◆ **Set task 1**:
Format each row that follows the mailing-list message below as a line in a Markdown table with the columns No. and Line, numbering the rows and skipping blank lines. Leave the pictures out.

[<prev] [next>] [<thread-prev] [thread-next>] [day] [month] [year] [list]
Message-ID: <1329989454.24994.57.camel@twins>
Date: Thu, 23 Feb 2012 10:30:54 +0100
From: Peter Zijlstra <peterz@...radead.org>
To: Venkatesh Pallipadi <venki@...gle.com>
Cc: Thomas Gleixner <tglx@...utronix.de>,
Ingo Molnar <mingo@...hat.com>,
"H. Peter Anvin" <hpa@...or.com>,
Suresh Siddha <suresh.b.siddha@...el.com>,
Aaron Durbin <adurbin@...gle.com>,
Paul Turner <pjt@...gle.com>,
Yong Zhang <yong.zhang0@...il.com>,
linux-kernel@...r.kernel.org
Subject: Re: [PATCH] Extend mwait idle to optimize away CAL and RES
interrupts to an idle CPU -v1
On Wed, 2012-02-22 at 16:36 -0800, Venkatesh Pallipadi wrote:
> Changes since previous versions:
> Moved the changes into arch specific code as per PeterZ suggestion
You failed:
> include/linux/sched.h | 2 +
> kernel/sched/core.c | 13 ++++++
> diff --git a/arch/x86/include/asm/ipiless_poke.h b/arch/x86/include/asm/ipiless_poke.h
> new file mode 100644
> index 0000000..58670c7
> --- /dev/null
> +++ b/arch/x86/include/asm/ipiless_poke.h
> @@ -0,0 +1,82 @@
> +#ifndef _ASM_X86_IPILESS_POKE_H
> +#define _ASM_X86_IPILESS_POKE_H
> +
> +#include <linux/sched.h>
> +#include <asm/thread_info.h>
> +
> +#ifdef CONFIG_SMP
> +
> +DECLARE_PER_CPU(atomic_t *, idle_task_ti_flags);
> +
> +/*
> + * Use 2 bits in idle_task's thead info flags:
> + * TIF_IPILESS_IDLE marks enter to and exit from idle states with ipiless
> + * wakeup capability.
> + * TIF_IPI_PENDING set by IPI source CPU if it finds that the IPI target CPU
> + * is in TIF_IPILESS_IDLE state (and TIF_IPI_PENDING is not already set).
> + * Setting of TIF_IPI_PENDING bit brings the target CPU out of idle state.
> + */
> +
> +static inline void ipiless_idle_enter(void)
> +{
> + set_thread_flag(TIF_IPILESS_IDLE);
> +}
> +
> +static inline void ipiless_idle_exit(void)
> +{
> + clear_thread_flag(TIF_IPILESS_IDLE);
> +}
> +
> +static inline int is_ipi_pending(void)
> +{
> + return unlikely(test_thread_flag(TIF_IPI_PENDING));
> +}
> +
> +static inline int need_wakeup(void)
> +{
> + return need_resched() || is_ipi_pending();
> +}
> +
> +static inline void ipiless_pending_work(void)
> +{
> + if (is_ipi_pending()) {
> + clear_thread_flag(TIF_IPI_PENDING);
> + local_bh_disable();
> + local_irq_disable();
That local_bh_disable() is completely superfluous, disabling IRQs
already kills bh.

◆ **Data shown**:
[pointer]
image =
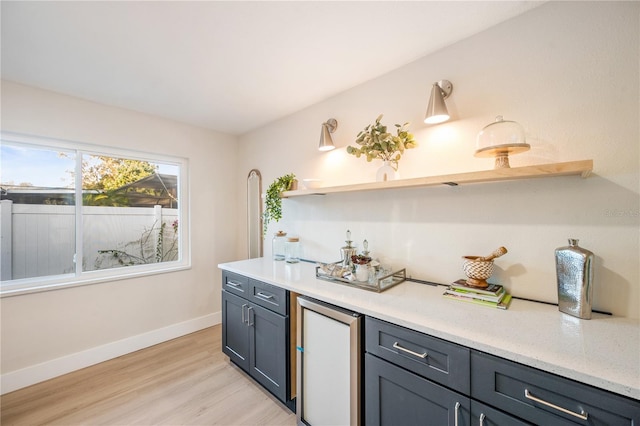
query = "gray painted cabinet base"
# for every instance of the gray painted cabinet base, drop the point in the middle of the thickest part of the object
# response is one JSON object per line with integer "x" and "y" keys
{"x": 255, "y": 337}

◆ **Set task 2**:
According to the reply in the mailing-list message, why is the call to local_bh_disable() superfluous?

◆ **Written solution 1**:
| No. | Line |
|---|---|
| 1 | [pointer] |
| 2 | image = |
| 3 | query = "gray painted cabinet base" |
| 4 | # for every instance of the gray painted cabinet base, drop the point in the middle of the thickest part of the object |
| 5 | # response is one JSON object per line with integer "x" and "y" keys |
| 6 | {"x": 255, "y": 337} |

◆ **Written solution 2**:
Disabling IRQs already kills bh.